Count the lines in the listing below that contain the string "orange", matching case exactly. Reply with the number alone.

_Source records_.
┄┄┄┄┄┄┄┄┄┄┄┄┄┄┄┄┄┄┄┄
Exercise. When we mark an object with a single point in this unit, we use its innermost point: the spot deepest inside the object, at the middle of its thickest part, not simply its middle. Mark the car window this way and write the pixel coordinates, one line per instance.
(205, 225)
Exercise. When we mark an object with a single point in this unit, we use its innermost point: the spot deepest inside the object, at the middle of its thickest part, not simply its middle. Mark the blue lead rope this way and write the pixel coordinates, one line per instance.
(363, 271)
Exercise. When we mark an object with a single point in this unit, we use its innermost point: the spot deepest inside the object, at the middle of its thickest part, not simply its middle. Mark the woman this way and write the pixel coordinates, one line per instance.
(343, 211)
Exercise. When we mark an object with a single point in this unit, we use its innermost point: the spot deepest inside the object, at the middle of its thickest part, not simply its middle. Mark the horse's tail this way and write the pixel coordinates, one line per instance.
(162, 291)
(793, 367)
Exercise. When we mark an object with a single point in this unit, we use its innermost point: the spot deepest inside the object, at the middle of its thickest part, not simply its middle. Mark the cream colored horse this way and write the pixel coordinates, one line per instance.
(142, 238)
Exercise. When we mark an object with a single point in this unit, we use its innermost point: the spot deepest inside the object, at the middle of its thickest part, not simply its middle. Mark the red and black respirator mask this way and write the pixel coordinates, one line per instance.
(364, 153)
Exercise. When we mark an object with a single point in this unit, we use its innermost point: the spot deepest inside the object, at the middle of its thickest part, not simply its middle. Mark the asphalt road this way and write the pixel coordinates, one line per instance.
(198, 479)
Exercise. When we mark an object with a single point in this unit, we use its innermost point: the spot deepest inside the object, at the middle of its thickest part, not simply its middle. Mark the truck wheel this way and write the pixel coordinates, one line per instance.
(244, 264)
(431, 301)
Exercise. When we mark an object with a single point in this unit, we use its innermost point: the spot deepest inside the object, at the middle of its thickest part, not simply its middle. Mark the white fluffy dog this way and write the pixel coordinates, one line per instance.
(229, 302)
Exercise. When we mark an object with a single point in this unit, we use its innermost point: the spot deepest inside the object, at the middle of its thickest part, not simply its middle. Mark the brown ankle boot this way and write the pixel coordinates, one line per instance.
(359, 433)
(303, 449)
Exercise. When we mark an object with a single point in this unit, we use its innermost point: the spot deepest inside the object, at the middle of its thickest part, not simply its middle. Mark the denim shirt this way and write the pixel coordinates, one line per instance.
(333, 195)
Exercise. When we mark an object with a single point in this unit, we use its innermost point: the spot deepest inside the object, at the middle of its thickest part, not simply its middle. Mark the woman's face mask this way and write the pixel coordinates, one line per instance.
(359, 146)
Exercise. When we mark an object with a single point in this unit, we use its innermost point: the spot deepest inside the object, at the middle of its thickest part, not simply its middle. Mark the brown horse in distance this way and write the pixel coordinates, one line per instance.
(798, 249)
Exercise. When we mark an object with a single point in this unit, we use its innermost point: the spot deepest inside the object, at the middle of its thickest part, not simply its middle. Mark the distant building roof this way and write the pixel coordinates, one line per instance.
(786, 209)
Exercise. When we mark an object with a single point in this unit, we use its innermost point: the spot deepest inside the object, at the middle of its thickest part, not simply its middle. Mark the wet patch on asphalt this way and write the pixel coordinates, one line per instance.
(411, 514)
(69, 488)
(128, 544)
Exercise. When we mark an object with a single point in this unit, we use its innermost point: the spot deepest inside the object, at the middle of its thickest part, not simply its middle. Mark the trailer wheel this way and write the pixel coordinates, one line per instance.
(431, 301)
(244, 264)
┄┄┄┄┄┄┄┄┄┄┄┄┄┄┄┄┄┄┄┄
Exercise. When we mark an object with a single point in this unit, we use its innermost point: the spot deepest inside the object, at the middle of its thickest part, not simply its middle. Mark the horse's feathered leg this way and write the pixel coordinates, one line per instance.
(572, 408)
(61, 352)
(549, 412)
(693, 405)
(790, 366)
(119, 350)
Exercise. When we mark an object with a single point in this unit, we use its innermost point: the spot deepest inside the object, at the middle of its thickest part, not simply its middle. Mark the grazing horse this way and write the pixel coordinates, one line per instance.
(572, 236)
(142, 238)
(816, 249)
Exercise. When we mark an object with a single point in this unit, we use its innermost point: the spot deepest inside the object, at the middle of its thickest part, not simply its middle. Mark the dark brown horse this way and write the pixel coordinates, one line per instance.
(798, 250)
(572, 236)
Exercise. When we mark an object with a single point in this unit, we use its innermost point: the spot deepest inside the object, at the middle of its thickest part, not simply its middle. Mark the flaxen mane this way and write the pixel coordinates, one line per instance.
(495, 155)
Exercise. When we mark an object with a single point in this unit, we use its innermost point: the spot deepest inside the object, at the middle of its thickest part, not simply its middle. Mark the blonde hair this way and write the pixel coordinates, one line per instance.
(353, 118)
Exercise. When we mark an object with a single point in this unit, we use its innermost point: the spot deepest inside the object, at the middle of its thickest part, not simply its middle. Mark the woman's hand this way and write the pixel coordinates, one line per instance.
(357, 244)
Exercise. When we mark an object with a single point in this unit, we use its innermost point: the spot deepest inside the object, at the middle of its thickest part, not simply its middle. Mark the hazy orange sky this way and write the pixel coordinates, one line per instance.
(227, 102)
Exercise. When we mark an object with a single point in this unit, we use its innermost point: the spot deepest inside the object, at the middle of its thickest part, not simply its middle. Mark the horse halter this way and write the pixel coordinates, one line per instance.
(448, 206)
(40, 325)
┄┄┄┄┄┄┄┄┄┄┄┄┄┄┄┄┄┄┄┄
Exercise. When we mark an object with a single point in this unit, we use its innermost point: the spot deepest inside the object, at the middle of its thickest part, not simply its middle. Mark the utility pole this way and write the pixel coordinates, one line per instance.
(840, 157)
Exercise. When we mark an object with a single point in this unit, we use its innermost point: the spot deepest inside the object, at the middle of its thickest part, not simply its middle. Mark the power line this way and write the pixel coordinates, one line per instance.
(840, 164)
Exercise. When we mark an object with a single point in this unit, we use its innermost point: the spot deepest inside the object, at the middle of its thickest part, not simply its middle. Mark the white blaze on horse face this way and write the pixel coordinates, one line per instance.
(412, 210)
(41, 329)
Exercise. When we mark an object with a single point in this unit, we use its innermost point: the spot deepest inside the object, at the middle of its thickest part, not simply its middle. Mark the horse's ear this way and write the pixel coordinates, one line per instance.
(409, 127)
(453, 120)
┄┄┄┄┄┄┄┄┄┄┄┄┄┄┄┄┄┄┄┄
_Solution_.
1